* [Recorded data]
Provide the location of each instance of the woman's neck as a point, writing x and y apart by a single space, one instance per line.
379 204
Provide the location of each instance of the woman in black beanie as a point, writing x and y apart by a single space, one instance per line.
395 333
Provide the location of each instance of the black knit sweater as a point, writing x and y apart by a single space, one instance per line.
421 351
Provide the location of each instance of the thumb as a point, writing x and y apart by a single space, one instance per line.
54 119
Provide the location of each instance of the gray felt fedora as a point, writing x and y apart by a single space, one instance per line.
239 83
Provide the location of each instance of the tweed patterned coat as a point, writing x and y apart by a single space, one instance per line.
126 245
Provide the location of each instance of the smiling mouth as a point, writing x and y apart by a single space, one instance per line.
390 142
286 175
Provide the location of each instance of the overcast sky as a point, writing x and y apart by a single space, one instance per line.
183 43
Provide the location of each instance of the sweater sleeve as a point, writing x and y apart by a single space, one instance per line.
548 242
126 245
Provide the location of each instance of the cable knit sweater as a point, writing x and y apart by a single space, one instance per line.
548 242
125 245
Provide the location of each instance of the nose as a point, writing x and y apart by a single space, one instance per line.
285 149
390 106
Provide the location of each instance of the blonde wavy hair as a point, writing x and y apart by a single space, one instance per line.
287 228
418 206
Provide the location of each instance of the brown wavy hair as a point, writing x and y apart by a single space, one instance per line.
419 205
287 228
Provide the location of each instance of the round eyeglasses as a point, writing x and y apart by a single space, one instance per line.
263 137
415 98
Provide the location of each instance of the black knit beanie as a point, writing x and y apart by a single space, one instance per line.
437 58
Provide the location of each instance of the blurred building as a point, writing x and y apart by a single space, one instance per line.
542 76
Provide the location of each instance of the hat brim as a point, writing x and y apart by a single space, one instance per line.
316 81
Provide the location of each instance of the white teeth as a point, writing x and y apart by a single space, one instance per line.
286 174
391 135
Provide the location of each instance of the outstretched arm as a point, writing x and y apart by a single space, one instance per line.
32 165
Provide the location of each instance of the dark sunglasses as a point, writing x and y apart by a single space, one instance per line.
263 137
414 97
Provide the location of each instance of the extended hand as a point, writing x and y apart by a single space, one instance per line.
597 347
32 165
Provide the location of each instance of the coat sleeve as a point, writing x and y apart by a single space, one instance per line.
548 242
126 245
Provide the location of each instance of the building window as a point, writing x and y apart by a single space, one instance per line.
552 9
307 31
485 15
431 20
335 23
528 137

* [WORK REQUIRED]
Please swap "instance" for "occurrence" throughout the material, leaving everything else as it is.

* [ANSWER]
Provide the location of each occurrence of the woman's neck as a point, writing x and y apart by a single space, one occurrence per line.
379 204
Provide the location of each occurrence of the woman in black beanie as a point, writing x and y apart by a single space, one occurrence per line.
395 333
Provide the location of each occurrence of the black knit sweater as a point, writing x and y apart by a single space, one occurrence per line.
421 351
Provide the location of each occurrence of the thumb as a point, writing x and y apart by a single space, one occurrence per line.
54 119
Provide the location of each occurrence of the gray felt fedora as a point, writing x and y apart by a single space, one occurrence per line.
239 83
Provide the location of each occurrence of the tweed patterned coat as a point, writing x and y apart by a single space, one occurrence per line.
126 245
Provide the location of each occurrence of the smiling mouth as a point, writing x and y apart by a single space, one occurrence per line.
390 142
286 175
Provide the location of each occurrence of the overcast sky as a point, writing x and y apart by a single space, one occurrence per line.
183 43
Provide the location of each occurrence of the sweater sleeve as a point, writing x and y apart by a single space, one occurrence per line.
548 242
126 245
Provide the location of each occurrence of the cable knit sweater as a point, writing x and y apart by a single space, one occurrence per line.
548 242
125 245
Provide the location of each occurrence of the nose as a point, writing x and y apart by a single space, one occurrence per line.
285 149
390 106
Provide the location of each occurrence of the blonde wavy hair as a point, writing x and y apart by a single space, one occurrence per line.
287 228
418 206
Provide the location of each occurrence of the brown wavy hair as a point, writing x and y apart by a single space, one occurrence per line.
419 205
287 228
Provide the location of each occurrence of the round eyeglasses as a point, writing x and y apart by a single space, one occurrence per line.
263 137
415 98
Provide the location of each occurrence of the black knit beanie as a point, writing x and y apart by a single space, one occurrence per line.
437 58
Provide the location of each occurrence of the blurred building as a point, writing x and y apart by a single space, one occurrence per line.
542 76
Provide the location of each occurrence of the hat brim as a point, writing x and y apart by a single space, one occurrence per line.
316 81
Provide the location of each occurrence of the white teeth as a point, writing x and y apart by a single space, one occurrence per line.
286 174
391 135
Provide the location of each occurrence of the outstretched arm as a point, writing x and y apart by a single space, one occurrence per line.
32 165
Provide the location of each occurrence of the dark sunglasses as a point, writing x and y apart by a single space, one occurrence per line.
263 137
414 97
Provide the location of each occurrence of the extended hand as a point, writing x and y apart by a single space, one occurrence per line.
597 347
32 165
Provide the location of each occurrence of the coat sleeve as a point, writing x and y apart by a single space, one occurrence per line.
548 242
126 245
Provide the location of each occurrence of the building window as a point, writing x and y apart by a single space, one occurrence per line.
552 9
307 31
485 15
431 20
335 23
528 137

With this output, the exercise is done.